The entries are to be reproduced verbatim, with all pictures omitted.
.....
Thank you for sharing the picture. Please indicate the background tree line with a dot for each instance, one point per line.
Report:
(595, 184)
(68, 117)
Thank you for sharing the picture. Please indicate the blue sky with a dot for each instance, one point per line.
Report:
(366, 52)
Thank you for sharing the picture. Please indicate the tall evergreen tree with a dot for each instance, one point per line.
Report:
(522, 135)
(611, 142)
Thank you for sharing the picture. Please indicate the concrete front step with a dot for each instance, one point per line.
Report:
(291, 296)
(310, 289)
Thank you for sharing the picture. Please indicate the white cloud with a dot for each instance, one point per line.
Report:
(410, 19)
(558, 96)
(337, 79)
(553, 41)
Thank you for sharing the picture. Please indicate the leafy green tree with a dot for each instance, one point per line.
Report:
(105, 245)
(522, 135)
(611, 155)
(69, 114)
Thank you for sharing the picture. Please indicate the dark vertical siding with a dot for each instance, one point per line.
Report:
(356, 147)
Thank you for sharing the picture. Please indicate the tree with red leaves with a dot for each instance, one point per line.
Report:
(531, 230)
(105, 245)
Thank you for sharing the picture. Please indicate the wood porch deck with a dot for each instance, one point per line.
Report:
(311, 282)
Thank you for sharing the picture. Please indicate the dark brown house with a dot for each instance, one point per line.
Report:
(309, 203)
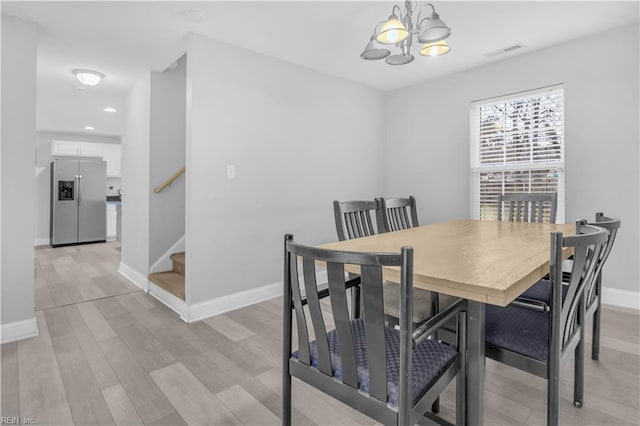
.....
**SOLUTION TO THE EXERCISE**
Thank you for sharing the picture. Please indicate the background tree line with a dot for each instance, one point per line.
Report:
(595, 184)
(68, 117)
Thank you for sharing the picture. Please indicate the blue sky with a dot for each instance, one point per line.
Report:
(366, 52)
Thank you for sharing the picture. Please indicate the tall evergreen tree with a dot for each instance, one point per line.
Report:
(522, 135)
(611, 142)
Thank you for sharing the picture. Please indicate the concrete front step with a dot for each instance, one point per line.
Report:
(291, 296)
(310, 289)
Thank you for sharing the picture. Please indicate the white cloud with a dot for each instance, one point per line.
Report:
(410, 19)
(558, 96)
(337, 79)
(553, 41)
Thank you for sharing the picture. Please indicate the leafy green tree with a dot for each instance, one point per line.
Report:
(105, 245)
(522, 135)
(611, 155)
(69, 114)
Thank you for sharing the picture. Please indicate the dark vertical siding with a dot for each instance, one point per line.
Report:
(356, 147)
Thank you for sharing the picture. Please indicate the tree with red leaves with a dot for each instance, one point per line.
Report:
(531, 230)
(105, 245)
Thank you for sharing the picture. Please indicate the wood porch deck with a dot for each instance, one point per line.
Report:
(311, 282)
Thank you for sharing the picture. Please indicate the dark brown house with a dot for each instance, one point per line.
Report:
(309, 203)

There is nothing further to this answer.